## PROBLEM STATEMENT
List each line of the listing below that contains the string "rock", copying the lines in full. Uppercase and lowercase count as different letters.

--- BEGIN RECORDS PROVIDED ---

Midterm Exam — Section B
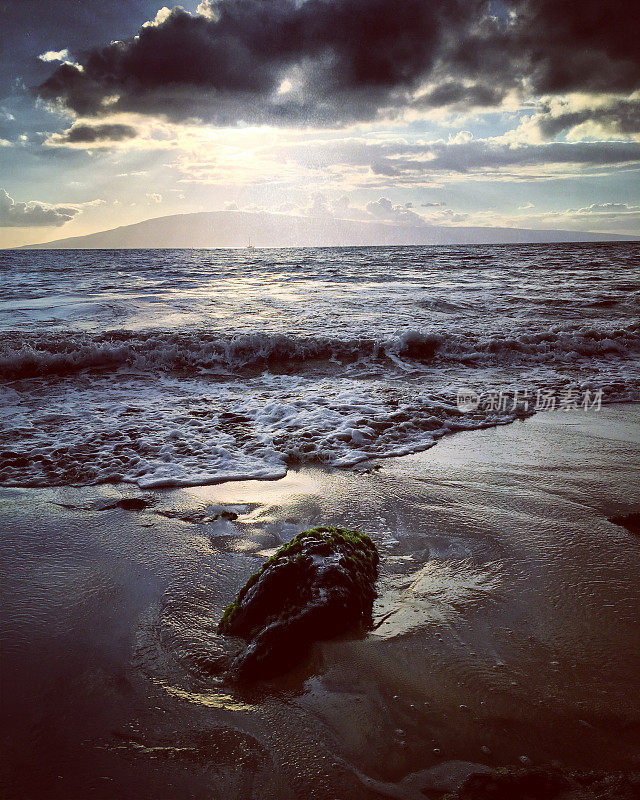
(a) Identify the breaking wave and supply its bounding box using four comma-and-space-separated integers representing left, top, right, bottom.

--- END RECORDS PROVIDED ---
--- BEGIN RECORDS PROVIDED ---

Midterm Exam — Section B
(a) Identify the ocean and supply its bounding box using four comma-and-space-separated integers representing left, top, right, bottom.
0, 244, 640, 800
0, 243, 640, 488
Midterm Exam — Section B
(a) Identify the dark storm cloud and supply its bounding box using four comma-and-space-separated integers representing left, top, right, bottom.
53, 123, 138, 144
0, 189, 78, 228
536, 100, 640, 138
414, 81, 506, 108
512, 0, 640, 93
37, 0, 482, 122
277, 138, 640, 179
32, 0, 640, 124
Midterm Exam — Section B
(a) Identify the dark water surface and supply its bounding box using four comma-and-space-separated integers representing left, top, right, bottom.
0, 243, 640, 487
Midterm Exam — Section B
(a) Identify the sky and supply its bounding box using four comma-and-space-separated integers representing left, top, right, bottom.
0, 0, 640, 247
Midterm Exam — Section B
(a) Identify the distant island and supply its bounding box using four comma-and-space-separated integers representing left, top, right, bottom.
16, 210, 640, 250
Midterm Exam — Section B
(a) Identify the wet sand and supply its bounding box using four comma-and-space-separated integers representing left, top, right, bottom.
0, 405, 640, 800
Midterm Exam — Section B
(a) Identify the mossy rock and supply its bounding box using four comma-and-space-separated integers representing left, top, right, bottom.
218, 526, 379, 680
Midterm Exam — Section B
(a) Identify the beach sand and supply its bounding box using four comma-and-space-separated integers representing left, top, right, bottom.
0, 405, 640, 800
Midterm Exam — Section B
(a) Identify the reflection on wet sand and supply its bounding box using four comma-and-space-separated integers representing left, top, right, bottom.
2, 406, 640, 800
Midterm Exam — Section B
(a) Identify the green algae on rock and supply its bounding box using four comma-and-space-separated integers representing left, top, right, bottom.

--- END RECORDS PROVIDED ---

## COMPLETE ANSWER
(a) Identify the mossy rock and supply its bounding box using four comma-and-space-separated integers representing left, top, right, bottom.
(a) Identify the green algae on rock and supply its bounding box using four comma-and-space-separated integers representing left, top, right, bottom.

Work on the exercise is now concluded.